From the text on summer social media internships below, pull out the passage from "You apply them" to "and professional goals." word for word.

**EXCERPT TO READ**
>>>>

In this program, you join 15 young Bermudians for a six-week summer internship focused on social media marketing. You split each week between three days of workshops with SkillCraft’s marketing consultant and guest speakers and two days at a local host business or charity, where you learn marketing fundamentals and social media management.

You apply them by planning, creating, and scheduling content for your host’s Instagram, Facebook, and TikTok channels. You build skills in content strategy, audience engagement, paid social media advertising, and using artificial intelligence as a marketing tool, while receiving one-on-one coaching toward your personal and professional goals.

Why it stands out: It pairs each high schooler one-on-one with a real Bermudian business or charity for hands-on social media work, and five of 15 interns in one cohort were offered further employment with their host businesses as a result.

8. Boston NCSY – Educational Content & Programming Intern 

Location: Boston MA
Stipend: Paid hourly, rate not disclosed
Dates: July 6th – August 14th
Application Deadline: April 26th
Eligibility: Ages 16-18 at the start of the program; reside in or attend Newton Public Schools, or both; applicants over 18 must be enrolled in or graduating high school in the preceding school year; not open to international students

In this program, you serve as Boston NCSY’s Educational Content & Programming Intern, where social media sits at the center of your work supporting a nonprofit that engages Jewish teens through programming and digital content. It is one of the most community-focused social media internships for high school students, as you help manage the organization’s Instagram and Facebook presence, producing posts, reels, and stories that highlight upcoming programs and Shabbatons.

You also develop digital marketing strategies aimed at teen audiences, then monitor analytics to suggest ways to grow engagement and extend reach. Alongside this, you create educational materials, learning packets, and discussion guides, and provide hands-on support for event planning and logistics. Through the role, you build practical skills in content creation, graphic design, and video editing with tools like Canva, and audience analytics.

Why it stands out: It pairs a paid, city-supported first job with real ownership of a nonprofit’s teen-facing social media, letting you build and measure live Instagram and Facebook content while also developing educational programming.

9. City of Round Rock – High School Summer Intern – Communications & Marketing

Location: Round Rock, TX (in-person)

<<<<

**RAW DATA**
>>>>

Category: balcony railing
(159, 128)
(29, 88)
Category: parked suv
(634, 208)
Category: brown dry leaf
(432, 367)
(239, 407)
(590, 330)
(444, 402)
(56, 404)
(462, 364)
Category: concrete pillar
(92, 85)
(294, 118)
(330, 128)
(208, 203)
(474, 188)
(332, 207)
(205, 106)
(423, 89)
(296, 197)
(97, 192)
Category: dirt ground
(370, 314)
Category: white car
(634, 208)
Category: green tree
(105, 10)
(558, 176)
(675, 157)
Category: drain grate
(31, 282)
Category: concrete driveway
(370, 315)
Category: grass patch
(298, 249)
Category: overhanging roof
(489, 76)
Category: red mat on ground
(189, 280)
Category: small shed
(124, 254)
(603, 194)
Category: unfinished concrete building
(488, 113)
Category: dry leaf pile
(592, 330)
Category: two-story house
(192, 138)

<<<<

**WRITTEN ANSWER**
You apply them by planning, creating, and scheduling content for your host’s Instagram, Facebook, and TikTok channels. You build skills in content strategy, audience engagement, paid social media advertising, and using artificial intelligence as a marketing tool, while receiving one-on-one coaching toward your personal and professional goals.